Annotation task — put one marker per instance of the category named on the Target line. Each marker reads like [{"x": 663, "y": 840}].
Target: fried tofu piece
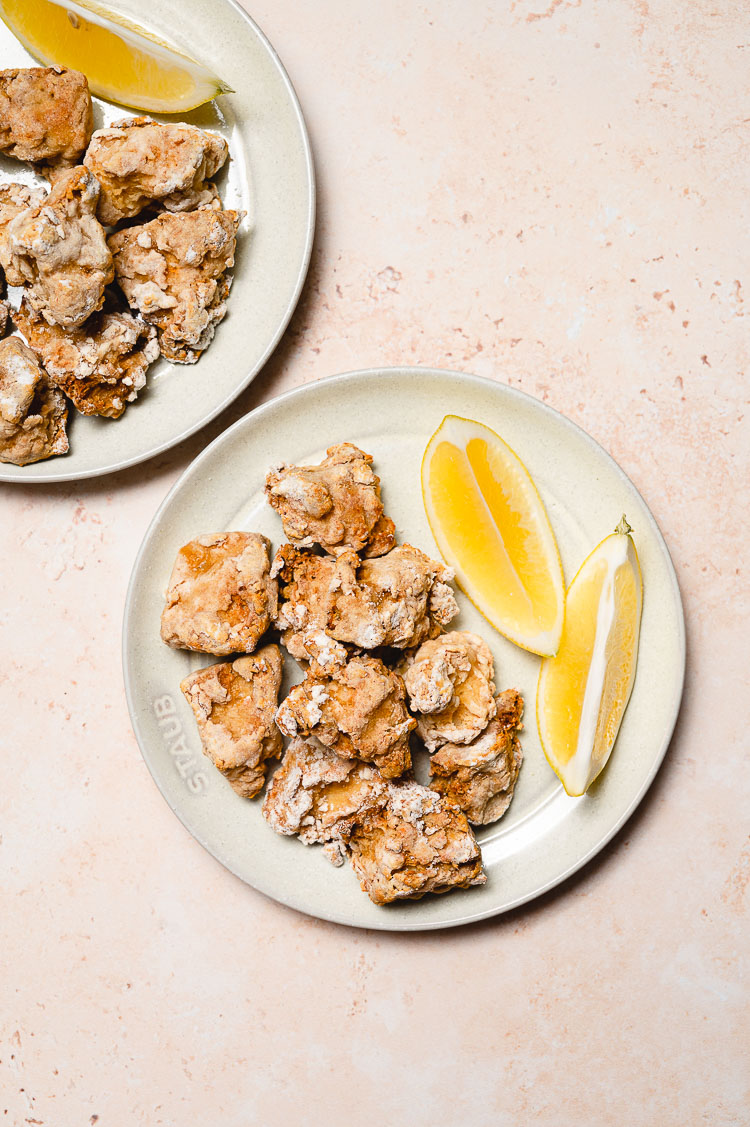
[
  {"x": 58, "y": 250},
  {"x": 414, "y": 844},
  {"x": 397, "y": 600},
  {"x": 139, "y": 161},
  {"x": 359, "y": 710},
  {"x": 33, "y": 415},
  {"x": 479, "y": 778},
  {"x": 14, "y": 200},
  {"x": 450, "y": 685},
  {"x": 235, "y": 703},
  {"x": 335, "y": 504},
  {"x": 174, "y": 272},
  {"x": 102, "y": 365},
  {"x": 45, "y": 115},
  {"x": 221, "y": 597},
  {"x": 318, "y": 795}
]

☆ ☆ ☆ ☆

■ TASK: Write the records out in full, word for word; leave every picture behind.

■ TASK OUTPUT:
Annotation task — put one marker per instance of the category named on the Target line. Each marker reads like [{"x": 663, "y": 840}].
Target: fried tofu piece
[
  {"x": 58, "y": 250},
  {"x": 414, "y": 844},
  {"x": 397, "y": 600},
  {"x": 139, "y": 161},
  {"x": 359, "y": 710},
  {"x": 33, "y": 415},
  {"x": 479, "y": 778},
  {"x": 14, "y": 200},
  {"x": 450, "y": 685},
  {"x": 235, "y": 703},
  {"x": 335, "y": 504},
  {"x": 174, "y": 272},
  {"x": 102, "y": 365},
  {"x": 45, "y": 115},
  {"x": 221, "y": 597},
  {"x": 318, "y": 795}
]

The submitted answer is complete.